◆ WRITTEN PROBLEM:
Count the lines of the data below that contain the string "queried", treating uppercase and lowercase letters as different. Give only the number.

******

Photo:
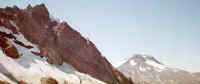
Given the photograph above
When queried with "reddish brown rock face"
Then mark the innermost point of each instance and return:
(58, 42)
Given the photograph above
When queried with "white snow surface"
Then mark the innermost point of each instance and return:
(156, 65)
(31, 68)
(132, 62)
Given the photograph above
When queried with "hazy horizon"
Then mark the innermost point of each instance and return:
(168, 30)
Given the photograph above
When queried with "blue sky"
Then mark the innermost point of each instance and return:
(167, 29)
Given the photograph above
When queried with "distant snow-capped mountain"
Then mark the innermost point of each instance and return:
(143, 68)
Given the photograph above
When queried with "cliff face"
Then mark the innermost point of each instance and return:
(58, 43)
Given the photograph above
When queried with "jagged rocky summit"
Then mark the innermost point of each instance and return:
(35, 48)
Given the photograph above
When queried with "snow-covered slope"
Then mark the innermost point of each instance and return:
(145, 68)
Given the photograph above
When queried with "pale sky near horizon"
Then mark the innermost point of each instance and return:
(167, 29)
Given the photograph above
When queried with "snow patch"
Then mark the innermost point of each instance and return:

******

◆ ANSWER BELOW:
10